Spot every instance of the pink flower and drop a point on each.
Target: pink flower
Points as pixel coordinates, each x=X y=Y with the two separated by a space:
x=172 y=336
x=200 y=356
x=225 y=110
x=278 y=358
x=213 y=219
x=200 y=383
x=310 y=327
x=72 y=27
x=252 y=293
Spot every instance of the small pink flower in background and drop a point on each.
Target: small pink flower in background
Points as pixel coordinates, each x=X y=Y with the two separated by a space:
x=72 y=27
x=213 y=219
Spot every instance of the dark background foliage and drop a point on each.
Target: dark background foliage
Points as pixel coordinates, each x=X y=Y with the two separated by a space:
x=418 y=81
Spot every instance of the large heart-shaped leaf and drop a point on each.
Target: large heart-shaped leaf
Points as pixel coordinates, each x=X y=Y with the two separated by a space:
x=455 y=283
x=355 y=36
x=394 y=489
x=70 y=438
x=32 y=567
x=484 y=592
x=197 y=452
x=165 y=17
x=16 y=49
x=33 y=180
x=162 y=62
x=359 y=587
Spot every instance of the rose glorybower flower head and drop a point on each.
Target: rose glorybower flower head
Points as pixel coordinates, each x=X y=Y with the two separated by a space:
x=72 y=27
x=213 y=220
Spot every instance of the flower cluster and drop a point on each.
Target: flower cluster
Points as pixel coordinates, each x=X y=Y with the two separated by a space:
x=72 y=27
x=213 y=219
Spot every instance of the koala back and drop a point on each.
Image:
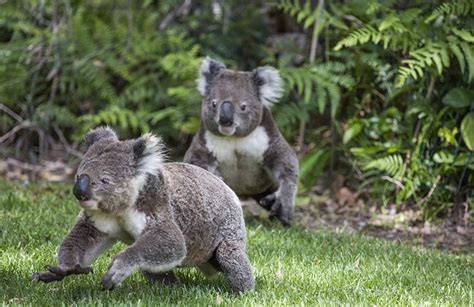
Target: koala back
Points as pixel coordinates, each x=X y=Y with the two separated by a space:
x=203 y=207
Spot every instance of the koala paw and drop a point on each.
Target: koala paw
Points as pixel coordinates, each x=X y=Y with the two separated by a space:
x=56 y=273
x=273 y=203
x=115 y=275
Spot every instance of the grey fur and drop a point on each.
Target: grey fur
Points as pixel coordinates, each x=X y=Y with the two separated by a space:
x=171 y=214
x=266 y=172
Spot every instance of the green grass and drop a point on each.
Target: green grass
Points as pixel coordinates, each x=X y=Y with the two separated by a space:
x=292 y=266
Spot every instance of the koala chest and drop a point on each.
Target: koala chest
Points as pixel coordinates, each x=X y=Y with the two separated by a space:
x=240 y=160
x=126 y=226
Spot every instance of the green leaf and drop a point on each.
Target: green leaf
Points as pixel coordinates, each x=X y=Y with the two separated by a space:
x=352 y=132
x=467 y=130
x=468 y=37
x=458 y=97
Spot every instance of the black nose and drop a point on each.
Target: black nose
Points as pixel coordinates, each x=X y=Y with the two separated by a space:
x=226 y=117
x=81 y=189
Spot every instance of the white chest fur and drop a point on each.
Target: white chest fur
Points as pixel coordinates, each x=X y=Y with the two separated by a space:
x=129 y=223
x=226 y=149
x=240 y=160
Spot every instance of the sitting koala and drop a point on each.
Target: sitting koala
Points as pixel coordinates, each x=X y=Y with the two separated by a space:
x=238 y=139
x=171 y=214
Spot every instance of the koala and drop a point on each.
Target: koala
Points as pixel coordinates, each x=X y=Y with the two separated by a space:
x=171 y=215
x=238 y=139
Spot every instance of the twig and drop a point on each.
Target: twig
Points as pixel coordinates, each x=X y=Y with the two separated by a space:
x=14 y=130
x=182 y=10
x=10 y=112
x=429 y=92
x=312 y=57
x=430 y=192
x=129 y=24
x=396 y=182
x=66 y=145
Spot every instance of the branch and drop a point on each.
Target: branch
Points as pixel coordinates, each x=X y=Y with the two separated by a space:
x=10 y=112
x=182 y=10
x=312 y=57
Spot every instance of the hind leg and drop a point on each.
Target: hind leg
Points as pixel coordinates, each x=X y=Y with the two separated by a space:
x=167 y=278
x=233 y=261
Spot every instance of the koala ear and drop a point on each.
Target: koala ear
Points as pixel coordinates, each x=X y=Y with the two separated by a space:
x=100 y=133
x=208 y=71
x=148 y=153
x=269 y=84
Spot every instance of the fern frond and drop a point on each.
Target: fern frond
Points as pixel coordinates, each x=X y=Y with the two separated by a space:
x=457 y=7
x=392 y=164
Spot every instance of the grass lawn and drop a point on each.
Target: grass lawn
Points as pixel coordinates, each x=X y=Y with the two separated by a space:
x=292 y=266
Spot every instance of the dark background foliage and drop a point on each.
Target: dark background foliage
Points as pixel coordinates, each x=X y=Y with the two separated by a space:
x=378 y=91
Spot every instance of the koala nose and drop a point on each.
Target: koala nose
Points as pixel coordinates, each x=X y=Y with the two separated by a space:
x=81 y=189
x=226 y=116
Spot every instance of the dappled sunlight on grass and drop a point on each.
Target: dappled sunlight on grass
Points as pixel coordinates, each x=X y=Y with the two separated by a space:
x=291 y=265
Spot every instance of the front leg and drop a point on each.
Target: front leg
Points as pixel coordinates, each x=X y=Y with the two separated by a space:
x=282 y=163
x=78 y=250
x=160 y=248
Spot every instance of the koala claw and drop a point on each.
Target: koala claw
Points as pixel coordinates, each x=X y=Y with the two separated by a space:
x=115 y=275
x=273 y=203
x=46 y=277
x=56 y=274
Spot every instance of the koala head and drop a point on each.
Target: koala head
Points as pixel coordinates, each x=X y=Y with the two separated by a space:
x=234 y=100
x=112 y=172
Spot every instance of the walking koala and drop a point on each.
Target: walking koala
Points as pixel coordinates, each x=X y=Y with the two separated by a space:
x=171 y=214
x=238 y=139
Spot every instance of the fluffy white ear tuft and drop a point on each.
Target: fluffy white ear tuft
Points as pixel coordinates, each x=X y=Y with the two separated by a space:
x=269 y=84
x=148 y=152
x=208 y=71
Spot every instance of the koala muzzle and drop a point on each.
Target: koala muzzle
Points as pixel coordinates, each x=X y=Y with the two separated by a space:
x=226 y=116
x=81 y=189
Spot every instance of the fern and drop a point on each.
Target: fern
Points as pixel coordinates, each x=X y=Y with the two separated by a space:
x=457 y=7
x=322 y=83
x=392 y=165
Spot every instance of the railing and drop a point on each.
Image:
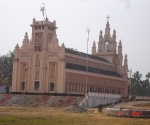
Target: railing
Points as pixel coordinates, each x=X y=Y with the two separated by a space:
x=104 y=95
x=143 y=97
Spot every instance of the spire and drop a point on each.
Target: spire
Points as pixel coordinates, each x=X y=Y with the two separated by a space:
x=101 y=33
x=114 y=34
x=120 y=43
x=125 y=66
x=108 y=18
x=120 y=48
x=25 y=44
x=107 y=29
x=26 y=36
x=16 y=51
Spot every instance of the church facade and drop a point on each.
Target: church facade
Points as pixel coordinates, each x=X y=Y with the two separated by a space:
x=42 y=66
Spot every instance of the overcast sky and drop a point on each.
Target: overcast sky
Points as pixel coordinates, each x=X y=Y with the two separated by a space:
x=130 y=19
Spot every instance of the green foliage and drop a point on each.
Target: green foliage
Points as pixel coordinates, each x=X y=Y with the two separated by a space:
x=140 y=87
x=6 y=64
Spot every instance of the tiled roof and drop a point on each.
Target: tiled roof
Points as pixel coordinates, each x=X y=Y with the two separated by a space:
x=70 y=51
x=91 y=69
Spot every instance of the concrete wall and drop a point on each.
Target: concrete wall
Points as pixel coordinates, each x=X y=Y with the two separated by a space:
x=3 y=88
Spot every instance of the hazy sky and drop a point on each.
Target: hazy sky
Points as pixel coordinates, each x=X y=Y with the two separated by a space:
x=130 y=19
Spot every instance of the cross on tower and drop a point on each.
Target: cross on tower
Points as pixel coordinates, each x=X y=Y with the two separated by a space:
x=108 y=18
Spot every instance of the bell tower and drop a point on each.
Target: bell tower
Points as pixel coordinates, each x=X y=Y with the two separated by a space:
x=107 y=44
x=107 y=48
x=43 y=33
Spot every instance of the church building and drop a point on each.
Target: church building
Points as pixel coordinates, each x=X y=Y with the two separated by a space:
x=42 y=66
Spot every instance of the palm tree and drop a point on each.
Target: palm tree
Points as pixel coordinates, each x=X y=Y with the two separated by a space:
x=148 y=76
x=137 y=76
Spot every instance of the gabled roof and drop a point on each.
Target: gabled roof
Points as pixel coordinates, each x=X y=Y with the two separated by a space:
x=70 y=51
x=91 y=69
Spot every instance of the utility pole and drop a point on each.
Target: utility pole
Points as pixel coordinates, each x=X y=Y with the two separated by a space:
x=88 y=30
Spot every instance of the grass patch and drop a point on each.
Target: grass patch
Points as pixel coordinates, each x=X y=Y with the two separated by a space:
x=56 y=116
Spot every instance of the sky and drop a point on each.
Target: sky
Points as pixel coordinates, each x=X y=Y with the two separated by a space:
x=130 y=19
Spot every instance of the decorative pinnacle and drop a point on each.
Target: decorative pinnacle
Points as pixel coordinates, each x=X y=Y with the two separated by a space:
x=108 y=18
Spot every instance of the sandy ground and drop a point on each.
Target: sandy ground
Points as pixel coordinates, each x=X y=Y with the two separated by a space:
x=130 y=104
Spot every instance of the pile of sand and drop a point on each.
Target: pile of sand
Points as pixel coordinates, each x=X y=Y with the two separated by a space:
x=75 y=109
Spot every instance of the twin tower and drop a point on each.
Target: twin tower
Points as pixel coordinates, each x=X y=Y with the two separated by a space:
x=107 y=48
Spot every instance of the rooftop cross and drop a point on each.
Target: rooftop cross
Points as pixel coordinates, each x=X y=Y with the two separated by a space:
x=108 y=18
x=43 y=9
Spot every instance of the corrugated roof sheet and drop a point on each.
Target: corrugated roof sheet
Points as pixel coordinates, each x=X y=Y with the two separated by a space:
x=91 y=69
x=70 y=51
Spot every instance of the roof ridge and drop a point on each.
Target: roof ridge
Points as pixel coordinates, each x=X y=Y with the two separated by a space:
x=75 y=52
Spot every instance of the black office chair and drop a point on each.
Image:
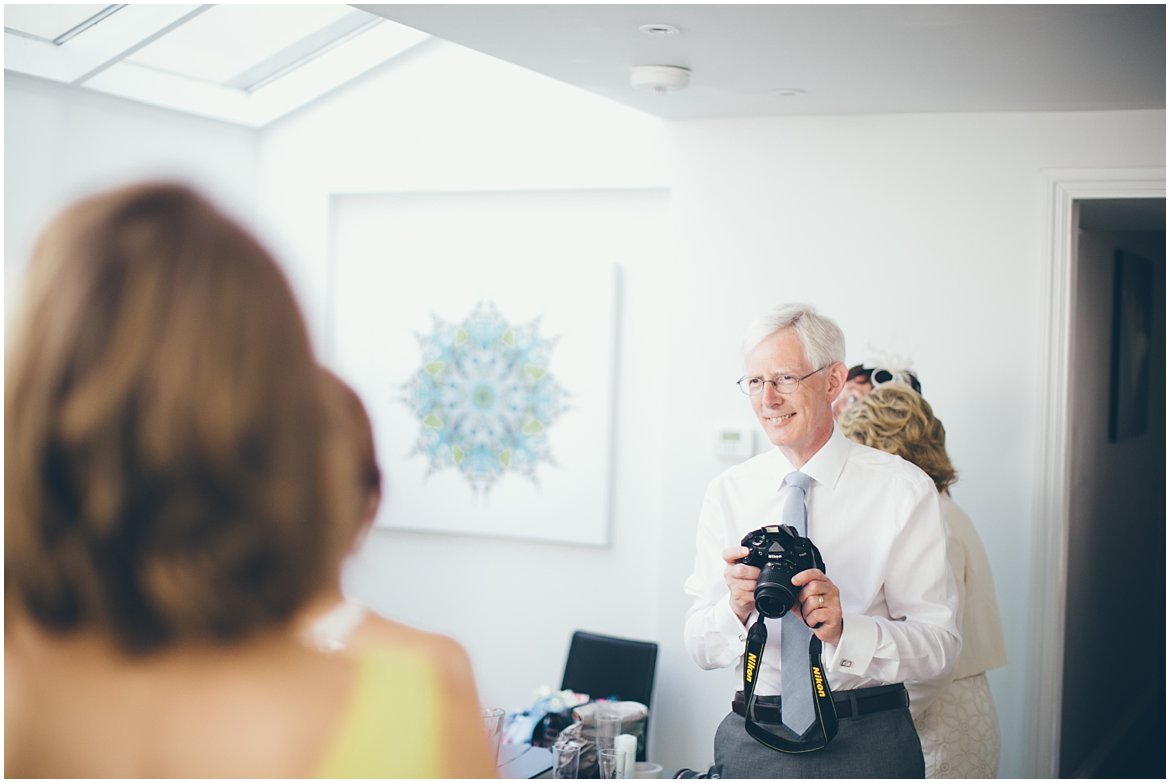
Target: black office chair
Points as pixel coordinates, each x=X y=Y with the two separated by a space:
x=607 y=667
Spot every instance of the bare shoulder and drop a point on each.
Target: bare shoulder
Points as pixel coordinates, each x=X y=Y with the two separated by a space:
x=445 y=652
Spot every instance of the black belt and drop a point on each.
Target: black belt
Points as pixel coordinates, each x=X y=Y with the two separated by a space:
x=865 y=701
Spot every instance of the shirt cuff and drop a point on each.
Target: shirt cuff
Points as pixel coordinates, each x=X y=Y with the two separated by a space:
x=729 y=625
x=857 y=647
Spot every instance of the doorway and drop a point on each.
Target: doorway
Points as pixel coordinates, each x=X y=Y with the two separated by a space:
x=1113 y=685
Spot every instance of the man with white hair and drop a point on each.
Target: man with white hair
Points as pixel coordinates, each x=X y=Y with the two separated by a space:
x=880 y=613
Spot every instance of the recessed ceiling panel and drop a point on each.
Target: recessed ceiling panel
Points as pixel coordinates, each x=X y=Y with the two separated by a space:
x=49 y=22
x=226 y=41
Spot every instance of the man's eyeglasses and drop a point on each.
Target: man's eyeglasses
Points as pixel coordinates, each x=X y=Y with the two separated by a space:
x=784 y=384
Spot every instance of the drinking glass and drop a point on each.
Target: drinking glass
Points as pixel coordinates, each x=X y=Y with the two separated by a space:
x=611 y=762
x=608 y=727
x=565 y=759
x=494 y=729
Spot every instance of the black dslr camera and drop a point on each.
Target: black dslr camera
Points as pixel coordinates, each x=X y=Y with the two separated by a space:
x=779 y=553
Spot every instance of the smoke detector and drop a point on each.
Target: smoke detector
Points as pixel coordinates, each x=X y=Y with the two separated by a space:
x=660 y=79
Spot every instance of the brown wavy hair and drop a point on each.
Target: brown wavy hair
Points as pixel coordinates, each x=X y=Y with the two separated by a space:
x=896 y=419
x=163 y=430
x=352 y=454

•••••

What is asked:
Rewrite the stretch of the material from its first line through the line containing "x=213 y=220" as a numbered list, skipping any blank lines.

Solution to the exercise:
1. Spot every instance of the pink flower and drop a point on each.
2. Target: pink flower
3. Points as pixel coordinates, each x=X y=Y with the two separated by a space:
4. x=172 y=336
5. x=200 y=356
6. x=225 y=110
7. x=278 y=358
8. x=213 y=219
9. x=200 y=383
10. x=310 y=327
11. x=72 y=27
12. x=252 y=293
13. Spot every instance of the small pink flower in background and drop a point on each.
14. Target: small pink flower in background
15. Points as pixel coordinates, each x=X y=Y with the two separated by a space:
16. x=72 y=27
17. x=213 y=219
18. Spot every instance of the dark background foliage and drop a point on each.
19. Target: dark background foliage
20. Points as pixel coordinates, each x=X y=Y with the two separated by a space:
21. x=418 y=81
22. Spot every instance of the large heart-shaped leaf and drop a point on each.
23. Target: large heart-shaped leaf
24. Points as pixel coordinates, each x=X y=Y with the two separated by a space:
25. x=455 y=283
26. x=355 y=36
27. x=394 y=489
28. x=70 y=438
29. x=32 y=567
30. x=484 y=592
31. x=197 y=452
32. x=165 y=17
33. x=16 y=49
34. x=33 y=180
35. x=162 y=62
36. x=359 y=587
37. Spot every instance of the rose glorybower flower head and drop a point on each.
38. Target: rose glorybower flower head
39. Points as pixel coordinates, each x=X y=Y with the two separated by a space:
40. x=72 y=27
41. x=213 y=220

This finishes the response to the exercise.